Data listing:
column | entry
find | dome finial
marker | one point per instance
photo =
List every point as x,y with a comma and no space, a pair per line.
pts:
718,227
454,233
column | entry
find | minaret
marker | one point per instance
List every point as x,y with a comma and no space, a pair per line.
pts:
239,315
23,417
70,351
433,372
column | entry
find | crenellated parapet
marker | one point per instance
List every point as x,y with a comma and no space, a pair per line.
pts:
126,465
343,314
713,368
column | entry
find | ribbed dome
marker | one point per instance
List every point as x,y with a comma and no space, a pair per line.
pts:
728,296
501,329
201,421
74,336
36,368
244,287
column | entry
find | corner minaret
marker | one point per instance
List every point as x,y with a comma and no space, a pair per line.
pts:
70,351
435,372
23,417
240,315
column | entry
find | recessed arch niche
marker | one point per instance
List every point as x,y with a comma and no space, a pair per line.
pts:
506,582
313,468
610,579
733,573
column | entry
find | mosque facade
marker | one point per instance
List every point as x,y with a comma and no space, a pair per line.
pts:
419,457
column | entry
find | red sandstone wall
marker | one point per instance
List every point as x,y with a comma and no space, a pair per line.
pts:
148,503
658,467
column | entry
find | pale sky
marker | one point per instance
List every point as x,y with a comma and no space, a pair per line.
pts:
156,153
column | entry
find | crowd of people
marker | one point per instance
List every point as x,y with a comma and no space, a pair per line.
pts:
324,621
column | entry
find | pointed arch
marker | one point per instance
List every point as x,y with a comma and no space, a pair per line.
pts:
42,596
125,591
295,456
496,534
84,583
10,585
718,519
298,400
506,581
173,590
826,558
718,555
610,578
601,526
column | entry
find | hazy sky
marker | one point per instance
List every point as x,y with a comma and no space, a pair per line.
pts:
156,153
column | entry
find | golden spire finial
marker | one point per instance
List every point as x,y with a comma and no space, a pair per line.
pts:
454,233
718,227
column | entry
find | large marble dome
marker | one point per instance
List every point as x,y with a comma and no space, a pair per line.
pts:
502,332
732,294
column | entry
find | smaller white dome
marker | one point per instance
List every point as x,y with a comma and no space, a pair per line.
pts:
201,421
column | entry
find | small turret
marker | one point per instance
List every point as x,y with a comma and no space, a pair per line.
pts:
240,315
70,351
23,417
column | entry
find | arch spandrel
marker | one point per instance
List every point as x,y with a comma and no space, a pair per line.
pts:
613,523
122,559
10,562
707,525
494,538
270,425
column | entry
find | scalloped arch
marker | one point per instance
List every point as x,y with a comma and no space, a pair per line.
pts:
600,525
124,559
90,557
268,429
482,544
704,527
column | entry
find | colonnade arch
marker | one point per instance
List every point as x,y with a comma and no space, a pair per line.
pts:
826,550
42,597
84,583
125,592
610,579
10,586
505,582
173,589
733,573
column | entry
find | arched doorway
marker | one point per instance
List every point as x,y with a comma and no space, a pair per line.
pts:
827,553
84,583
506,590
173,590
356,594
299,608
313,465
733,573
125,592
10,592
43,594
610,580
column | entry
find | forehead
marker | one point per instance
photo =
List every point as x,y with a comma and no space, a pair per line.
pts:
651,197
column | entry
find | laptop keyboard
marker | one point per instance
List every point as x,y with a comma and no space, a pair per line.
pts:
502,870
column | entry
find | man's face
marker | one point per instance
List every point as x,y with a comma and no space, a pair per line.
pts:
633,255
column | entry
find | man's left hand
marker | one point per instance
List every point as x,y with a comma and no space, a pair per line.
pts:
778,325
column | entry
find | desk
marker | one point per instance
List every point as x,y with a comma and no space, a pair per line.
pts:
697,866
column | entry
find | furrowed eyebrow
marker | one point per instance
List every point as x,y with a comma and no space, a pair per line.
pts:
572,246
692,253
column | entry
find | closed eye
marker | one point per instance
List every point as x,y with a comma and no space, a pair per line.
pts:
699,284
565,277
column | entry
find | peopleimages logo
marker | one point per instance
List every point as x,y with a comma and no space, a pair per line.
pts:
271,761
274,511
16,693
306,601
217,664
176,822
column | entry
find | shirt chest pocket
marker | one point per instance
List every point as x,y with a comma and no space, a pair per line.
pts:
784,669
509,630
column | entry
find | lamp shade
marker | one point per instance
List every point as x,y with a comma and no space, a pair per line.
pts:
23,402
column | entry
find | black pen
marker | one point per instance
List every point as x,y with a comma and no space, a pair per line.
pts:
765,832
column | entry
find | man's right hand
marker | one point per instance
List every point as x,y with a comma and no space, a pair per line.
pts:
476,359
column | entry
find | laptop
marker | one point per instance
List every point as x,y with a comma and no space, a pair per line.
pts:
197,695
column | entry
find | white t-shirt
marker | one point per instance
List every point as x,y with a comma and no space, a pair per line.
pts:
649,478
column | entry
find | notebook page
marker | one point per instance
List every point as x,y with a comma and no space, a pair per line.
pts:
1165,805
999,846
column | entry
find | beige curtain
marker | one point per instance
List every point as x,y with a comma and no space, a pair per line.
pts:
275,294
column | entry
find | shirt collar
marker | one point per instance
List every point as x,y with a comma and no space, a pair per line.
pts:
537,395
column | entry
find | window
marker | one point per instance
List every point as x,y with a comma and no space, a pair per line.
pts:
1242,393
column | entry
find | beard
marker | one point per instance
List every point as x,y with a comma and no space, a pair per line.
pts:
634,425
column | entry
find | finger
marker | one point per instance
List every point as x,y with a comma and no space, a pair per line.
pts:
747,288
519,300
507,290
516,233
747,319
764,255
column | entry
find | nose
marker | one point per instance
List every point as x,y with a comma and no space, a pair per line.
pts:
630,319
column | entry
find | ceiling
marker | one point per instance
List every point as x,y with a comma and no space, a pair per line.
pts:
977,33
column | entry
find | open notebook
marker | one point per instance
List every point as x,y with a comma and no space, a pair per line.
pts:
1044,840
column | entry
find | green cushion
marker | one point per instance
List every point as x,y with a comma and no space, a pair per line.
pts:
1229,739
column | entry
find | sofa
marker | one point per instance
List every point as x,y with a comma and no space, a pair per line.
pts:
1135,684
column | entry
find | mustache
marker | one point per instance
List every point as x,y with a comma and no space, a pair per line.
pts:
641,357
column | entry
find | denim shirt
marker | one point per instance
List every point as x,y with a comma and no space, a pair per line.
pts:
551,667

**Aim of the task**
Gather every line in the data listing above that contains the word "hand", and copy each one in full.

**Output for this task**
find | man's left hand
find | man's right hand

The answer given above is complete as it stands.